### Exercise goal
Copy the entries below word for word, starting at the very beginning and ending with the line that contains "Detect: wooden oar", both ends included.

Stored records
[START]
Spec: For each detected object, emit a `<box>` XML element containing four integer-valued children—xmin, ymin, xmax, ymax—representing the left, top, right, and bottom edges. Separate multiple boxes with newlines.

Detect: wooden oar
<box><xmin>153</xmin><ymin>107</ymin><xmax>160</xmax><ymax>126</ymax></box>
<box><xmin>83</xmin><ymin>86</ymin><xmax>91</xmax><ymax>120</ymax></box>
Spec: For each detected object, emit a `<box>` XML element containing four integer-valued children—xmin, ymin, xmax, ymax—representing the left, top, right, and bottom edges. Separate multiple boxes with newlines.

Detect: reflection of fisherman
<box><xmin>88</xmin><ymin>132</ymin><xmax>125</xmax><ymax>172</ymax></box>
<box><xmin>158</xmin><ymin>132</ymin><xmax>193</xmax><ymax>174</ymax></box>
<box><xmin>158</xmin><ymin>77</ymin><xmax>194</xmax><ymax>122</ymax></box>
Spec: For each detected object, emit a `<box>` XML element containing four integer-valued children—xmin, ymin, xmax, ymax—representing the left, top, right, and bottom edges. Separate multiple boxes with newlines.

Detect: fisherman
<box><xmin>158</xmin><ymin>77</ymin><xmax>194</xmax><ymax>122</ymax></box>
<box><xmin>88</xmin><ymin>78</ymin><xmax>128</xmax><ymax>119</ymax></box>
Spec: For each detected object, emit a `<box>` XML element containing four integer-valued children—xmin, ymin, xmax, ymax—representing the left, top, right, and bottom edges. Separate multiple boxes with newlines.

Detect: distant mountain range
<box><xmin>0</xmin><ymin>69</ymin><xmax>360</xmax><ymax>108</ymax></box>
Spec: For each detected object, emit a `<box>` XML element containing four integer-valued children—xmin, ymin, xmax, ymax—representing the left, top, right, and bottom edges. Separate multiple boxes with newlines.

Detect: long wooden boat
[END]
### Expected output
Spec: For each detected object, emit a `<box>` XML element containing four integer-valued children—xmin, ymin, xmax, ymax—representing the left, top, right, and bottom edges. Separate multiple boxes with newlines.

Detect: wooden oar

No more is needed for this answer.